## Your instructions
Starting with the first line and ending with the last, transcribe the data exactly.
----- Exercise input -----
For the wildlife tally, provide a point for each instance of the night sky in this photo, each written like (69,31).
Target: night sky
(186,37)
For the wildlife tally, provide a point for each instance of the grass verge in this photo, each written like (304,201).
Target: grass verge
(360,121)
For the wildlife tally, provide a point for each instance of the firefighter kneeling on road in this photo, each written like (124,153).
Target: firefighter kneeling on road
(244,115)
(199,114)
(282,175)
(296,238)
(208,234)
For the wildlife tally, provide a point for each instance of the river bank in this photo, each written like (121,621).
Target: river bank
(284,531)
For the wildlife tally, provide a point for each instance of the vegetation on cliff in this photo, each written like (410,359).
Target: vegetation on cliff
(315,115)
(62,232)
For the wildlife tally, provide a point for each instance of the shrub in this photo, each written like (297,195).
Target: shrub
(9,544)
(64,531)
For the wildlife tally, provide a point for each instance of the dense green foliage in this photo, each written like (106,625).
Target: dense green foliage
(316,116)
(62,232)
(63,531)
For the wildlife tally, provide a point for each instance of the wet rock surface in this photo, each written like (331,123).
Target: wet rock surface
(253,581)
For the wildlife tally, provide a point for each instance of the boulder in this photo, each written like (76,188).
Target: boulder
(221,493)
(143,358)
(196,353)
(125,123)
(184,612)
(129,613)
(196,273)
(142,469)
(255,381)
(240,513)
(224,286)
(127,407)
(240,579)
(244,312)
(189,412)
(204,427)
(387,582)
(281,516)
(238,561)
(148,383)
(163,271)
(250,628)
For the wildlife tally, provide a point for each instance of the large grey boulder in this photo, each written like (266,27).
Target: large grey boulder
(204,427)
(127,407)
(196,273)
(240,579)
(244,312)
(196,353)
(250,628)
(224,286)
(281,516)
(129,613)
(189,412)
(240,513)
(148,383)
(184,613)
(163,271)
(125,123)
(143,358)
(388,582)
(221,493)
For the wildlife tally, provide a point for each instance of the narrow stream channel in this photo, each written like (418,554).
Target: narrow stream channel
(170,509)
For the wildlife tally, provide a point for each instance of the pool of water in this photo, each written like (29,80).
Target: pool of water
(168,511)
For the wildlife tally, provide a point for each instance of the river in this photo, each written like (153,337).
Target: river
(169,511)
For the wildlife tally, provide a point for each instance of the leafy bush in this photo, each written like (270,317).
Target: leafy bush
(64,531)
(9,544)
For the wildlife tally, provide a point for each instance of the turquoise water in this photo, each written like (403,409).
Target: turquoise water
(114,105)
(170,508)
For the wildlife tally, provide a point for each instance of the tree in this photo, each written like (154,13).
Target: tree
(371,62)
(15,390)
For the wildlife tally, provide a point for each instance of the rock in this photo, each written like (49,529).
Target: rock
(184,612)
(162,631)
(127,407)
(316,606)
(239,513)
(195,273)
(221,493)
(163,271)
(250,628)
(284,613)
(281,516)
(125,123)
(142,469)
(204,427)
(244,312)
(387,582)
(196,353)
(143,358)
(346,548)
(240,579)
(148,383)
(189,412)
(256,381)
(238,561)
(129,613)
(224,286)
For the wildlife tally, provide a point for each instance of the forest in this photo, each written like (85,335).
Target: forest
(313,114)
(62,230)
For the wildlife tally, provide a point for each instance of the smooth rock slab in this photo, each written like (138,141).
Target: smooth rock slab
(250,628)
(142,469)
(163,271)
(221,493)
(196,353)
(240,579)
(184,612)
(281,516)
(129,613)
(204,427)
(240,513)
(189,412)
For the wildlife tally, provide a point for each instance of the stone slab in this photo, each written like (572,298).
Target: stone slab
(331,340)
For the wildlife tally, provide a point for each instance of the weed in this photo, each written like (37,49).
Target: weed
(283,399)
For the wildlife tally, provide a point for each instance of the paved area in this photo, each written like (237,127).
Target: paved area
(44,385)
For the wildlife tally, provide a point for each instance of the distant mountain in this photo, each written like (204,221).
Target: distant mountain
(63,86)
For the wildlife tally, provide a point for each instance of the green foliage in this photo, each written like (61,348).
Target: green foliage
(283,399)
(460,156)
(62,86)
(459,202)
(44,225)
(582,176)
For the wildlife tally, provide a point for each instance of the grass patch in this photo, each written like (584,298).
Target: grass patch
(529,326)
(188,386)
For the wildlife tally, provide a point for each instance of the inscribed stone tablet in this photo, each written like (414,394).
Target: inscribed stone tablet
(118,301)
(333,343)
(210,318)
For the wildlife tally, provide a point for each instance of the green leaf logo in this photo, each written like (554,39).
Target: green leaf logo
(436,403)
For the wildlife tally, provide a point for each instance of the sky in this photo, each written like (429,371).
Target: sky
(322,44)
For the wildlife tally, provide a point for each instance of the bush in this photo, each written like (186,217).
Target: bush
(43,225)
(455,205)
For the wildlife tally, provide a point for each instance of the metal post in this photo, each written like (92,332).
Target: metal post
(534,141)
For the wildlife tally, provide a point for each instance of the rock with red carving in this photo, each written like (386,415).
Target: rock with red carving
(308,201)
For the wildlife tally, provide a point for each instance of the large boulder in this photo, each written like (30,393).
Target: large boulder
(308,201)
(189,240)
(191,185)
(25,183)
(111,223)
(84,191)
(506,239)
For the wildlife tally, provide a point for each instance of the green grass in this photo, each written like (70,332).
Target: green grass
-----
## Exercise solution
For the wildlife tally, provide a point for each instance of the night sky in this photo, each written like (69,31).
Target: night sky
(186,37)
For the wildlife tally, provide a point for each instance of the grass verge in this photo, each written like (304,201).
Target: grass verge
(360,121)
For the wildlife tally, provide a point for each instance of the firefighter kneeling on road in this photo, each written like (124,153).
Target: firefighter kneeling on road
(244,115)
(199,114)
(282,175)
(296,238)
(208,234)
For the wildlife tally, provide a point for each instance of the river bank in this photo, each written like (121,621).
Target: river bank
(284,531)
For the wildlife tally, provide a point for each instance of the vegetation on cliff in this photo, each written like (410,359).
Target: vegetation on cliff
(315,115)
(62,232)
For the wildlife tally, provide a point for each instance of the shrub in this photo, each written like (297,195).
Target: shrub
(9,544)
(64,531)
For the wildlife tally, provide a point for each instance of the dense green foliage in this photo, each written like (106,625).
Target: dense green foliage
(316,116)
(62,232)
(63,531)
For the wildlife tally, provide a point for each instance of the wet rock surface in this photo, each written like (331,123).
Target: wet rock surface
(253,581)
For the wildlife tally, provide a point for each instance of the boulder in this photo, each written like (76,188).
Target: boulder
(221,493)
(143,358)
(196,353)
(125,123)
(184,612)
(129,613)
(196,273)
(142,469)
(255,381)
(240,513)
(224,286)
(127,407)
(240,579)
(244,312)
(189,412)
(204,427)
(387,582)
(281,516)
(238,561)
(148,383)
(163,271)
(250,628)
For the wildlife tally, provide a point for each instance of the large grey boulder in this photo, each written like (266,27).
Target: large grey boulder
(204,427)
(127,407)
(196,273)
(240,579)
(244,312)
(196,353)
(250,628)
(224,286)
(281,516)
(129,613)
(189,412)
(240,513)
(148,383)
(184,613)
(163,271)
(125,123)
(143,358)
(388,582)
(221,493)
For the wildlife tally, provide a point for each instance of the narrow stream channel in this photo, each written like (418,554).
Target: narrow stream channel
(170,509)
For the wildlife tally, provide a point for each instance of the pool of water in this photo, each written like (29,80).
Target: pool of water
(168,511)
For the wildlife tally, provide a point for each instance of the river in this photo, each written like (153,337).
Target: river
(169,511)
For the wildlife tally, provide a point for each instance of the leafy bush in this photo, each written like (270,317).
Target: leafy bush
(64,531)
(9,544)
For the wildlife tally, provide a point for each instance of the turquoise water in this photo, each written like (403,409).
Target: turquoise water
(114,105)
(170,508)
For the wildlife tally, provide a point for each instance of the tree in this photo, each written like (154,13).
Target: tree
(371,62)
(15,390)
For the wildlife tally, provide a point for each instance of the rock in this photo, each written like (49,529).
Target: rock
(184,612)
(162,631)
(127,407)
(316,606)
(239,513)
(195,273)
(221,493)
(163,271)
(250,628)
(284,613)
(281,516)
(125,123)
(142,469)
(204,427)
(244,312)
(387,582)
(196,353)
(143,358)
(346,548)
(240,579)
(148,383)
(189,412)
(256,381)
(238,561)
(129,613)
(224,286)
For the wildlife tally, provide a point for each instance of the forest in this photo, each written like (85,335).
Target: forest
(313,114)
(62,230)
For the wildlife tally, provide a point for each instance of the smooth rock slab in this photo, each written like (138,141).
Target: smooth rock slab
(250,628)
(142,469)
(163,271)
(221,493)
(196,353)
(240,579)
(184,612)
(281,516)
(129,613)
(204,427)
(240,513)
(189,412)
For the wildlife tally, provide a point for each instance of the stone slab in this photo, each written like (572,298).
Target: stone slab
(331,340)
For the wildlife tally, provide a point for each instance of the weed in this photo, each written like (37,49).
Target: weed
(283,399)
For the wildlife tally, provide a point for each instance of the paved area in this photo, each written like (237,127).
Target: paved area
(44,385)
For the wildlife tally, provide a point for each instance of the distant mountain in this photo, each written like (204,221).
Target: distant mountain
(63,86)
For the wildlife tally, provide a point for each instance of the green foliage in this photo, each written like (61,348).
Target: green foliage
(283,399)
(460,156)
(62,86)
(459,202)
(44,225)
(582,176)
For the wildlife tally, provide a point for each instance of the grass patch in this photo, each written like (584,298).
Target: grass patch
(529,326)
(188,386)
For the wildlife tally, provide a point for each instance of the inscribed stone tablet in this photo, each written like (414,394).
Target: inscribed stone tablet
(118,301)
(333,343)
(210,318)
For the wildlife tally, provide a point for each instance of the green leaf logo in this photo, each written like (554,39).
Target: green leaf logo
(436,403)
For the wildlife tally, provide a point for each instance of the sky in this photo, each written like (429,371).
Target: sky
(322,44)
For the wildlife tally, provide a point for each instance of the bush in this photo, each written like (186,217).
Target: bush
(43,225)
(455,205)
For the wildlife tally, provide a point for each instance of the metal post in this photo, each written like (92,332).
Target: metal post
(534,141)
For the wildlife tally, provide a point for each instance of the rock with red carving in this photo, each written like (386,415).
Target: rock with red carving
(308,201)
For the wildlife tally, provide a point for each instance of the large boulder in this photo, each written like (30,393).
Target: large boulder
(308,201)
(189,240)
(191,185)
(25,183)
(111,223)
(84,191)
(506,239)
For the wildlife tally, provide a point for each instance of the green grass in this photo, each written like (70,332).
Target: green grass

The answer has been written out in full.